=== Section Start ===

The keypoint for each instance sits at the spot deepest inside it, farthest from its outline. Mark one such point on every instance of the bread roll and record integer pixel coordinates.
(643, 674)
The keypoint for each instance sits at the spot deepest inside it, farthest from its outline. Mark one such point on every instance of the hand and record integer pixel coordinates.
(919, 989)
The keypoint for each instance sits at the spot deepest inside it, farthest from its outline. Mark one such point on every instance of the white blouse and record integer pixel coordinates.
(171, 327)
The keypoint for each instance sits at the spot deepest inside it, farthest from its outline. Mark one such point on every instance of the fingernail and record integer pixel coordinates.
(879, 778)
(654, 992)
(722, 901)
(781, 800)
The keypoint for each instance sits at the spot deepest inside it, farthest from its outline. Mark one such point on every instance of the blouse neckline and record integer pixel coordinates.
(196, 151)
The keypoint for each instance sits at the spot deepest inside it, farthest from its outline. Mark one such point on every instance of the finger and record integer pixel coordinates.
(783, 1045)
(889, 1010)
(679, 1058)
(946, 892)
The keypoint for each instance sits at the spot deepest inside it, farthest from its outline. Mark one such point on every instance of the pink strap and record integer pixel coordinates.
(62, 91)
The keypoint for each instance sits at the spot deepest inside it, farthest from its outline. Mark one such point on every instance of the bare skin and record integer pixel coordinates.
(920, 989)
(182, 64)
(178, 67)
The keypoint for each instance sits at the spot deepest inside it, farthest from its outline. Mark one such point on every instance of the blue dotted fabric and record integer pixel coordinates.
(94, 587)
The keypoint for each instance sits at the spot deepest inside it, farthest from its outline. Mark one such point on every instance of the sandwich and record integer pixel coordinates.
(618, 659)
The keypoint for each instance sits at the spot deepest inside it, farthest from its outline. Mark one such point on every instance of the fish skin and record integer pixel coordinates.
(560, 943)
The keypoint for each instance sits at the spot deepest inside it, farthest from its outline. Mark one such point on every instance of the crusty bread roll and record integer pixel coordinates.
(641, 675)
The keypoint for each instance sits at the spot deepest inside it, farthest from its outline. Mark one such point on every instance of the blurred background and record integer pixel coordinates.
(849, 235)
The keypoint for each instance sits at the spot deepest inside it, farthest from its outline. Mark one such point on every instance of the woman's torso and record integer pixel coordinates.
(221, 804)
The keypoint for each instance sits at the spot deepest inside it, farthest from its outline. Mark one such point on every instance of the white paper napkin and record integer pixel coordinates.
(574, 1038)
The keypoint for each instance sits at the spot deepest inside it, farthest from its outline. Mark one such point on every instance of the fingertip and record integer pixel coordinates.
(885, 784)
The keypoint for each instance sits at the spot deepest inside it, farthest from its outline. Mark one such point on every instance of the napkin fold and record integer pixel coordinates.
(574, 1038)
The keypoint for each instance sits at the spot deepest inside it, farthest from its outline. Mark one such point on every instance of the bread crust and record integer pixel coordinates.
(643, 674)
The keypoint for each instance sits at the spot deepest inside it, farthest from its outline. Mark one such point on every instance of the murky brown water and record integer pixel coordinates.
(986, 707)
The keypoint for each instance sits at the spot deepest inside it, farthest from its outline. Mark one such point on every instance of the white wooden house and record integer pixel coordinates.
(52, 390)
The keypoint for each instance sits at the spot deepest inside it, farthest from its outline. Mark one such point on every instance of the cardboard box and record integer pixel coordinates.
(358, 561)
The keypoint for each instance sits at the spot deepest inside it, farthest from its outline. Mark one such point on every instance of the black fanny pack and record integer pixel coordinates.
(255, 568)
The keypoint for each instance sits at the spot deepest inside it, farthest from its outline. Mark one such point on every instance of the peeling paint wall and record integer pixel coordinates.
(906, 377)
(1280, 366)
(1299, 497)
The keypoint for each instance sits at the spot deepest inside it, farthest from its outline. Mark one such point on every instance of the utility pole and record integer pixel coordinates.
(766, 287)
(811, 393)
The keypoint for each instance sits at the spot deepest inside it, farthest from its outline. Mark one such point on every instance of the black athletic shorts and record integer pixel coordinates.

=== Section End ===

### Requirement
Repeat the entries shown above, every one, word for word.

### Answer to this task
The keypoint for each instance sits at the spot deepest inside it, farthest from its outline. Mark one such point on every instance of the bread roll and record integer pixel coordinates.
(643, 674)
The keypoint for each instance sits at the spot deepest inside it, farthest from its outline. Mark one such point on every instance of the hand and record integer pixel coordinates.
(919, 989)
The keypoint for each instance sits at the spot deepest inside it, farthest from its outline. Mark one such point on every instance of the white blouse and record integer pixel coordinates.
(171, 327)
The keypoint for each instance sits at the spot deepest inside it, farthest from its outline. Mark one such point on every instance of the fingernail and record integer pixel coordinates.
(879, 778)
(654, 992)
(722, 901)
(781, 800)
The keypoint for each instance sits at the spot deepest inside it, farthest from its outline. Mark one such point on every instance of the blouse neckline and record integer pixel coordinates.
(196, 151)
The keypoint for each instance sits at the spot deepest inside it, farthest from its outline. Mark one such point on every instance of the finger and record integer pixel coordinates.
(783, 1045)
(889, 1010)
(679, 1058)
(946, 892)
The keypoint for each instance sits at the spot deepest inside it, farthest from its outline. Mark one such point on every instance of the pink strap and record integer pixel coordinates.
(62, 91)
The keypoint for each instance sits at the spot deepest inside it, farthest from its outline. Mark one such point on every instance of the bare skin and record integer pixel coordinates.
(920, 989)
(182, 64)
(178, 67)
The keypoint for each instance sits at the spot deepest inside it, farthest from its outline. Mark one such point on every instance of the blue dotted fabric and record integer pixel coordinates.
(94, 587)
The keypoint for each instance sits at the spot deepest inside it, farthest from its outline. Mark one such point on every instance of the sandwich and record integer pixel coordinates.
(618, 659)
The keypoint for each instance sits at the spot deepest inside it, farthest from its outline. Mark one such point on every instance of the fish skin and record integer pixel coordinates.
(560, 943)
The keypoint for each instance sits at the spot deepest inside it, farthest from its outline. Mark one such point on every instance of the crusty bread roll and record integer pixel coordinates.
(641, 675)
The keypoint for each instance sits at the spot deepest inside it, farthest from its outline. Mark one such point on every instance of the blurred background and record integer pixel coordinates.
(849, 235)
The keypoint for each instance sits at the spot deepest inside it, farthest from its outline. Mark one such point on every instance of the woman's torso and record integer pixel coordinates.
(221, 804)
The keypoint for each instance sits at the spot deepest inside it, farthest from its outline. Mark one such point on every instance of the white paper napkin and record integer pixel coordinates.
(574, 1038)
The keypoint for each instance sits at the spot deepest inside it, farthest from its outline. Mark one such point on every instance of the fingertip and record integer pixel coordinates.
(885, 784)
The keypoint for each instance sits at the spot deepest inside it, farthest from its outline. Mark one such point on every instance of the napkin fold and record integer pixel coordinates.
(574, 1038)
The keypoint for each instance sits at the spot deepest inside it, farthest from its outline. Mark one such point on every instance of the bread crust and record integer pixel coordinates.
(643, 674)
The keypoint for each instance sits at the spot deepest inside it, farthest from its outline. Mark one such point on every instance of the murky brown water and record integer pixel coordinates.
(986, 707)
The keypoint for each instance sits at the spot deepest inside it, farthest from its outline. Mark one such point on every instance of the white wooden house and record integer pixel coordinates.
(52, 390)
The keypoint for each instance sits at the spot deepest inside it, farthest from its outline. Mark one such point on every instance of the cardboard box and record integer pixel coordinates.
(358, 561)
The keypoint for each instance sits at the spot deepest inside it, farthest from its outline. Mark one such point on every instance of the black fanny pack and record integer pixel coordinates.
(255, 568)
The keypoint for each instance sits at the spot deepest inside it, farthest from its outline. Mark one such point on every instance of the peeling paint wall and record integer pixel coordinates.
(906, 377)
(1280, 366)
(1299, 497)
The keypoint for each instance sits at the spot deepest inside it, farthest from its outline. Mark one such point on every instance of the utility pole and record integer pixel coordinates.
(766, 287)
(811, 393)
The keypoint for each instance sits at the spot deepest inside it, farthest from its outline. Mark one such point on every instance of the black athletic shorts and record integer pixel coordinates.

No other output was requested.